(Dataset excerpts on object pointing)
··········

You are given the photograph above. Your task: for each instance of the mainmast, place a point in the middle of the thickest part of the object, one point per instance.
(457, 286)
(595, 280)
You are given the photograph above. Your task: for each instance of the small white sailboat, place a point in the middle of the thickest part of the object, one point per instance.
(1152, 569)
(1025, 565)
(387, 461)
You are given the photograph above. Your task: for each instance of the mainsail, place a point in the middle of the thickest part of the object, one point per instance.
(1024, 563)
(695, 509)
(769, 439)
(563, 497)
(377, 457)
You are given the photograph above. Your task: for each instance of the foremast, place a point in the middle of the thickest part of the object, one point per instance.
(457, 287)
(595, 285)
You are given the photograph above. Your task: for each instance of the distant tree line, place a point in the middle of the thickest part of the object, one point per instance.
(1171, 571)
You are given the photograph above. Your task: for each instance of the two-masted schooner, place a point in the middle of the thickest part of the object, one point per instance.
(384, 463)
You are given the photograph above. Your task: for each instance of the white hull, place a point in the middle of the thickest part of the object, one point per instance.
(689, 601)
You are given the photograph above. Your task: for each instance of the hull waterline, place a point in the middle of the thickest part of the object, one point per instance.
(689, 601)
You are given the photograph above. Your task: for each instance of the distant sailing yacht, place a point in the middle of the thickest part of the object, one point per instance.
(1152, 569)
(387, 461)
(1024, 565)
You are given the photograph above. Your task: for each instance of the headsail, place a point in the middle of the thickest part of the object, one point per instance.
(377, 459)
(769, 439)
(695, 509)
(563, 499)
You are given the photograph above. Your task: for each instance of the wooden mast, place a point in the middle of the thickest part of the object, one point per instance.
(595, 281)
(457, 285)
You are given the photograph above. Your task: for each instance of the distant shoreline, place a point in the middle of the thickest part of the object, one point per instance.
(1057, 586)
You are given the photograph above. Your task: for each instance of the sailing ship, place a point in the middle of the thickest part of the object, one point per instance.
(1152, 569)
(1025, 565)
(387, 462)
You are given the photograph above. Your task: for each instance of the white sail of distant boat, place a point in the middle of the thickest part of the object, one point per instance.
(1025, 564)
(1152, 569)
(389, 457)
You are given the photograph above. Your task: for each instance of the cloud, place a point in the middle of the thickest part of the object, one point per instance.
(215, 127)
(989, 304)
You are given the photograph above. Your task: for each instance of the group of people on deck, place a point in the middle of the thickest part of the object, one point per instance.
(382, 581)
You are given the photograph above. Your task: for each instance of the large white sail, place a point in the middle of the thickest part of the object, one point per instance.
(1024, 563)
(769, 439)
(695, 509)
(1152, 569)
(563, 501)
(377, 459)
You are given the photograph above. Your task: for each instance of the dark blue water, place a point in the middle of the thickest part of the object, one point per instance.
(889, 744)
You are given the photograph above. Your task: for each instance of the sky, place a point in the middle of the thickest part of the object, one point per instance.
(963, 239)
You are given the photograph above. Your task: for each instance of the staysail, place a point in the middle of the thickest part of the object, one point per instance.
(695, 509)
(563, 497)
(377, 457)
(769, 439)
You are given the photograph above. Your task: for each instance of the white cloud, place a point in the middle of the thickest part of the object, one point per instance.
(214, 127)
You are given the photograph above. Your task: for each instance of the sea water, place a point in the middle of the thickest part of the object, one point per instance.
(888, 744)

··········

#### Task details
Quote the listing in full, please, keeping every line exact.

#### Expected answer
You are given the photograph above. Your task: for each instance of the mainmast, place a point in the middle of the thickest part of the object, one point per instance.
(457, 286)
(595, 280)
You are given the photograph above. Your task: for each instance of the small white sailboat, place a point in the middle of the thickest part of the object, one point per instance.
(1152, 569)
(1025, 565)
(387, 461)
You are given the photograph above. Your task: for each instance of the mainsail, place a point in the middle of the thickest part of the object, one point per instance.
(1024, 563)
(695, 509)
(769, 439)
(563, 497)
(377, 457)
You are given the photograph above. Your task: for each instance of the foremast, place a point in the middle of the thickest part of the object, one point per instance.
(457, 287)
(595, 285)
You are given the photograph above. Your task: for each instance of the distant tree line, place a point in the middle of the thickest part of the object, one point per instance.
(1171, 571)
You are given the photograph above. Your task: for each instance of the two-masted schooner, place a point in the middle of the thickest part of the object, one point per instance.
(384, 463)
You are given the photograph above. Your task: for each instance of the white hull, place a point in the middle of the thickest part of the object, one point per instance.
(689, 601)
You are given the photograph above. Your task: for each instance of the hull waterline, place a point in the middle of the thickest part of the object, one point per instance.
(689, 601)
You are given the photograph above. Your task: for each instance of the distant sailing yacht, place a point in the middle of the thickest part of the object, one point per instance.
(1152, 569)
(387, 461)
(1024, 565)
You are given the photograph above. Your task: for each instance of the headsail, place a point in the middle of the thickest part of the object, one point per instance.
(377, 459)
(769, 439)
(695, 509)
(563, 499)
You are given the photograph above. Your task: for each instance of the wooden mast, place a point in the middle of the thickest part of the object, one point per instance.
(595, 281)
(457, 285)
You are given the photograph above. Your task: for each instance of the distant shoreline, place a point in the middle of the thickest part of the object, one point per instance.
(1057, 586)
You are given the photograph above. Your task: for each instance of the sailing ship, place a point in the middle of the thickest part of the object, one point per instance.
(1152, 569)
(1025, 565)
(387, 462)
You are given the photograph above. Your task: for each instance of the white sail of distant boat, place a point in the middle of the thickest part of the object, one point per instance.
(1025, 564)
(1152, 569)
(389, 457)
You are given the photograph above. Your task: for each instance of the cloud, place a point in the middle of the thickest part of the object, one point per instance.
(215, 127)
(989, 304)
You are given the photograph above. Your task: for each instance of the group of people on deck, place a point in the middle of the thickest part of the object, one point per instance.
(382, 581)
You are given the photograph above. Your task: for each instance of the large white sail, place a point in the middle of the thickest part of the object, one point per instance.
(1024, 563)
(769, 439)
(695, 509)
(1152, 569)
(563, 501)
(377, 459)
You are given the photograph above. Your task: for each instance of the dark blue water, place a point in the middle of the thickest part of the object, one point per instance.
(889, 744)
You are given the photograph above. Your task: for each instance of the sky, place a point in the middle of the thickest part of the object, one point per instance.
(963, 239)
You are given the photograph above. Your task: for each instance of the staysail, place a point in the middle of the thickest part of the object, one point per instance.
(695, 509)
(563, 497)
(377, 457)
(769, 439)
You are given the photograph above. Your task: for each instance of the white cloud, place a point in the middle of the thickest part of the object, one point per instance.
(214, 127)
You are given the photograph above. Your task: for each instance of the sea water, place a point in the middle of the thickest part of the object, one point per instance.
(888, 744)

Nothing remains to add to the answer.